INSTRUCTION: Reproduce each of the following entries word for word.

DATA FOR PROCESSING:
===============

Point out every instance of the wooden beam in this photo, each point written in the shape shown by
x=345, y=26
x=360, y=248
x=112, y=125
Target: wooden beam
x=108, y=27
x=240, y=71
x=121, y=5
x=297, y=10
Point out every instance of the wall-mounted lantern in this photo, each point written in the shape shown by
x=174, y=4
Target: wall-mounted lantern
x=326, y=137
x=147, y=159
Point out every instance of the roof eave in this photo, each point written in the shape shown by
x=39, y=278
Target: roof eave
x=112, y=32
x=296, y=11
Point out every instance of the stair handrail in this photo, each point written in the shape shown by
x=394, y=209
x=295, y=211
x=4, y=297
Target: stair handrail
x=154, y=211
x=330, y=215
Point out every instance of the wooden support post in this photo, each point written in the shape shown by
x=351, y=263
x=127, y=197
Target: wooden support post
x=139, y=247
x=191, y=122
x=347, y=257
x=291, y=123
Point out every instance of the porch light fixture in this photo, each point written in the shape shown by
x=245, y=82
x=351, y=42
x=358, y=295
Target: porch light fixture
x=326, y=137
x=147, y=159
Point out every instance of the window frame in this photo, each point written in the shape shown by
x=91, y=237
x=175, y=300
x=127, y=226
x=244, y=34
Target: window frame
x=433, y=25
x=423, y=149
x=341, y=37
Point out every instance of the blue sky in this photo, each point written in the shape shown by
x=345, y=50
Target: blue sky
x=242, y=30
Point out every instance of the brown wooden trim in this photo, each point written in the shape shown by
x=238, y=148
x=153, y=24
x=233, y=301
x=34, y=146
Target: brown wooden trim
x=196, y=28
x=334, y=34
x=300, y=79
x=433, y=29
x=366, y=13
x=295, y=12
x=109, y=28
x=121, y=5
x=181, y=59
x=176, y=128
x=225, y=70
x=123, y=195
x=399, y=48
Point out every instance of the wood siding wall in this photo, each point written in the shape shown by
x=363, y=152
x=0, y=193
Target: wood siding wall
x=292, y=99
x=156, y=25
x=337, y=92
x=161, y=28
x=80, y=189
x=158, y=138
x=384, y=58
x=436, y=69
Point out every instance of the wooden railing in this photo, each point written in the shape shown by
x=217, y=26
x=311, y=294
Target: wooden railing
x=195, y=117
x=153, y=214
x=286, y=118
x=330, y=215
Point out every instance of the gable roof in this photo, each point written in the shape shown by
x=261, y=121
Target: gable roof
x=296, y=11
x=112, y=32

===============

SOLUTION FOR THIS PROBLEM:
Point out every instance of the wooden beam in this photo, each point written in the shape shown by
x=345, y=26
x=360, y=248
x=112, y=125
Target: wooden beam
x=108, y=27
x=240, y=71
x=121, y=5
x=297, y=10
Point out every instance of the wall-mounted lantern in this photo, each point written in the shape shown by
x=174, y=4
Target: wall-mounted lantern
x=326, y=137
x=147, y=159
Point out every instance of the roof eave in this photo, each point written in the shape shown by
x=39, y=278
Target: roof eave
x=112, y=32
x=296, y=11
Point out every instance of the stair handrail in this photo, each point written in the shape shown by
x=394, y=209
x=295, y=211
x=4, y=297
Target: stair handrail
x=154, y=211
x=330, y=215
Point out every instance of the wooden support post in this photo, each point written in the shape shown by
x=351, y=263
x=127, y=197
Target: wooden support post
x=139, y=247
x=191, y=122
x=347, y=257
x=291, y=123
Point out every instance of the porch light fixture in this photo, each point written in the shape shown by
x=245, y=82
x=351, y=42
x=358, y=295
Target: porch light fixture
x=326, y=137
x=147, y=159
Point out every instance of the window frame in this photo, each point written in the shape shown by
x=91, y=237
x=175, y=300
x=127, y=226
x=244, y=34
Target: window frame
x=433, y=25
x=423, y=149
x=341, y=37
Point out every instance of the blue sky in this photo, each point written in the shape shown by
x=345, y=50
Target: blue sky
x=242, y=30
Point out every instance of the brown wooden trim in this photo, each point written in the shape shown by
x=238, y=148
x=153, y=24
x=233, y=301
x=34, y=146
Target: brown wooden trim
x=196, y=28
x=334, y=34
x=300, y=79
x=433, y=29
x=366, y=13
x=295, y=12
x=109, y=28
x=121, y=5
x=181, y=59
x=176, y=128
x=225, y=70
x=123, y=195
x=399, y=48
Point out every instance of the wood siding wall in this photo, each point written in the shape shown by
x=363, y=152
x=0, y=193
Target: wood siding wall
x=292, y=99
x=156, y=25
x=337, y=92
x=161, y=28
x=80, y=189
x=158, y=138
x=384, y=58
x=436, y=69
Point out every instance of the wooden railing in this photo, each point written in the shape shown by
x=217, y=26
x=311, y=294
Target: wooden railing
x=195, y=117
x=153, y=214
x=286, y=118
x=330, y=215
Point out every instance of the gable roof in this photo, each point written in the shape shown by
x=261, y=121
Target: gable roof
x=296, y=11
x=112, y=32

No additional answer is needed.